DATA SUPPLIED below:
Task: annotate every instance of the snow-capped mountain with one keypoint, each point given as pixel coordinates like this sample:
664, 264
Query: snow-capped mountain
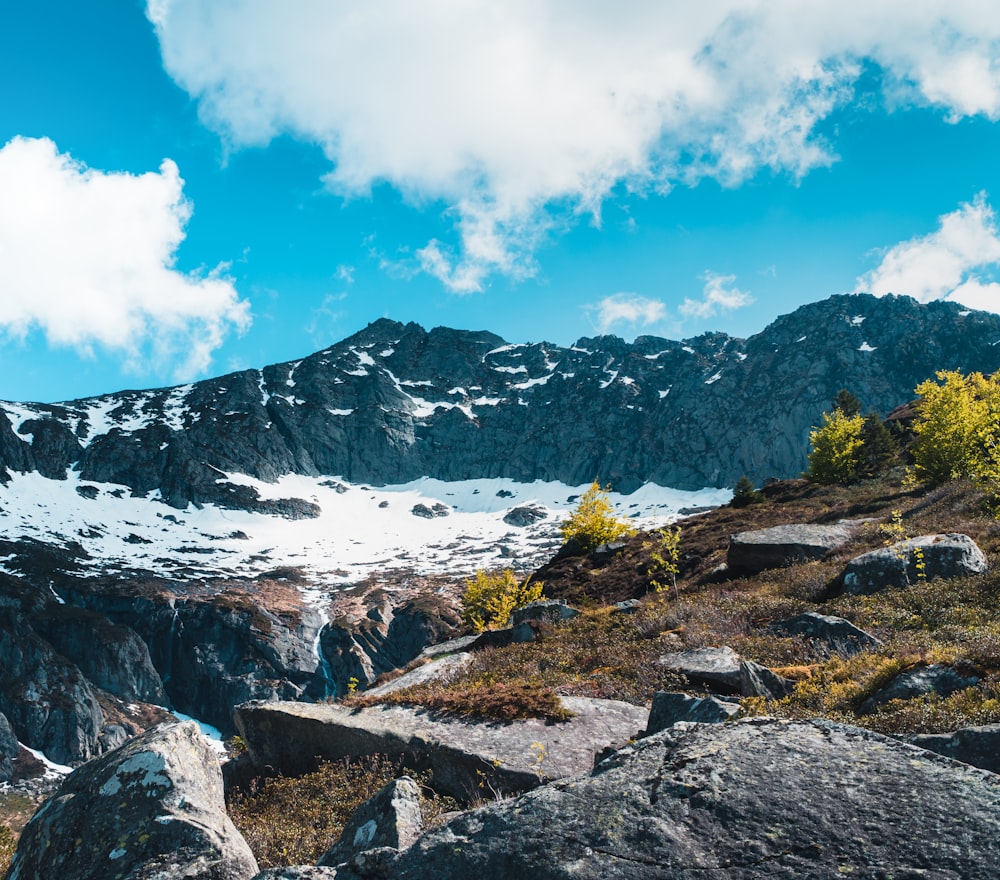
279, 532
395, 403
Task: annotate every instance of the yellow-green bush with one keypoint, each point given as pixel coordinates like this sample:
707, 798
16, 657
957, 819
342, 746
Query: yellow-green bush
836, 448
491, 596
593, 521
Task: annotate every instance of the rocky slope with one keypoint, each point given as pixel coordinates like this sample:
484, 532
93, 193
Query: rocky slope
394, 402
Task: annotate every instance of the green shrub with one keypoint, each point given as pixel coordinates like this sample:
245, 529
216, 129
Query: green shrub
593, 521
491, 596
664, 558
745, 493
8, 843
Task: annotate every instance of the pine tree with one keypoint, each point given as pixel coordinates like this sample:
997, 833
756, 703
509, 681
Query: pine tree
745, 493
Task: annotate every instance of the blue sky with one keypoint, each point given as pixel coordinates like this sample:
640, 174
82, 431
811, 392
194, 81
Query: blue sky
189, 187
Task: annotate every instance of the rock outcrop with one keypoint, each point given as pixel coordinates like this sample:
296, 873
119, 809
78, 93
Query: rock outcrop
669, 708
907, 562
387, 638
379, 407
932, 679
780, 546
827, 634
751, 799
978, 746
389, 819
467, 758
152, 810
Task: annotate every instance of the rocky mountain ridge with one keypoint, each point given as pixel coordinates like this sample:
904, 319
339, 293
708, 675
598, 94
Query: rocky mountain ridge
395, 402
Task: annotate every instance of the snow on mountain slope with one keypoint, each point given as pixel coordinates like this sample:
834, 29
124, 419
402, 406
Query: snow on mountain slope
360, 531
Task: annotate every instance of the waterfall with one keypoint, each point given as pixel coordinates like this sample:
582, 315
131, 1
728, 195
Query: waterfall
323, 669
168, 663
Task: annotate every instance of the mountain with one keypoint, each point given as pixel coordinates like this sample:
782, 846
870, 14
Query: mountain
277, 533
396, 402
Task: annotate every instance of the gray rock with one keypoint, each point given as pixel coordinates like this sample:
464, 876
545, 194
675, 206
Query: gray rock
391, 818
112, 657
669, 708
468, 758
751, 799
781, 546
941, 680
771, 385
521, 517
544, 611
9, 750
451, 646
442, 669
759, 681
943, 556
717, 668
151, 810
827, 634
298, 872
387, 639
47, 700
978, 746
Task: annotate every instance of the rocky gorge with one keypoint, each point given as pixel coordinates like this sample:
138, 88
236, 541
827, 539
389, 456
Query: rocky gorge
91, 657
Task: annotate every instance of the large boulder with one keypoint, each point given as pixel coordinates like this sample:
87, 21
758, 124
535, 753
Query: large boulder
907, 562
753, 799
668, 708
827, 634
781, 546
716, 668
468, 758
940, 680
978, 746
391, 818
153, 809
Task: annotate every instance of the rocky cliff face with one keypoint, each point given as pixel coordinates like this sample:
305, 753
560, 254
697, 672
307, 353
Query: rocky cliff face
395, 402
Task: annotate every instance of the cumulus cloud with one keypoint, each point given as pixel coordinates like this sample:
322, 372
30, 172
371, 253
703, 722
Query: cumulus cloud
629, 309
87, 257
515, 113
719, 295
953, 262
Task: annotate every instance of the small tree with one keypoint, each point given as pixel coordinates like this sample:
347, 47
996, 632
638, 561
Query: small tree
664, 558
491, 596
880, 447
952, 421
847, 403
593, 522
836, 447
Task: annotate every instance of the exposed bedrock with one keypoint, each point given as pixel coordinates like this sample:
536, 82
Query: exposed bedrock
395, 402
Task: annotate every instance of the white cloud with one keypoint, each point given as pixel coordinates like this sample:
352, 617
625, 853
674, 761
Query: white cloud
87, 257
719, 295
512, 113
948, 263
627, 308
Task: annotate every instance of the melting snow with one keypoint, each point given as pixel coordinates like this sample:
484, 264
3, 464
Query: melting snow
End of DATA SUPPLIED.
§ **WORK TO COMPLETE**
Locate all lines in the listing above with the word "melting". Copy them.

§ **ANSWER AREA**
Task: annotate every instance of the melting snow with one keypoint, each point given as pixel coordinates like this sample:
Query: melting snow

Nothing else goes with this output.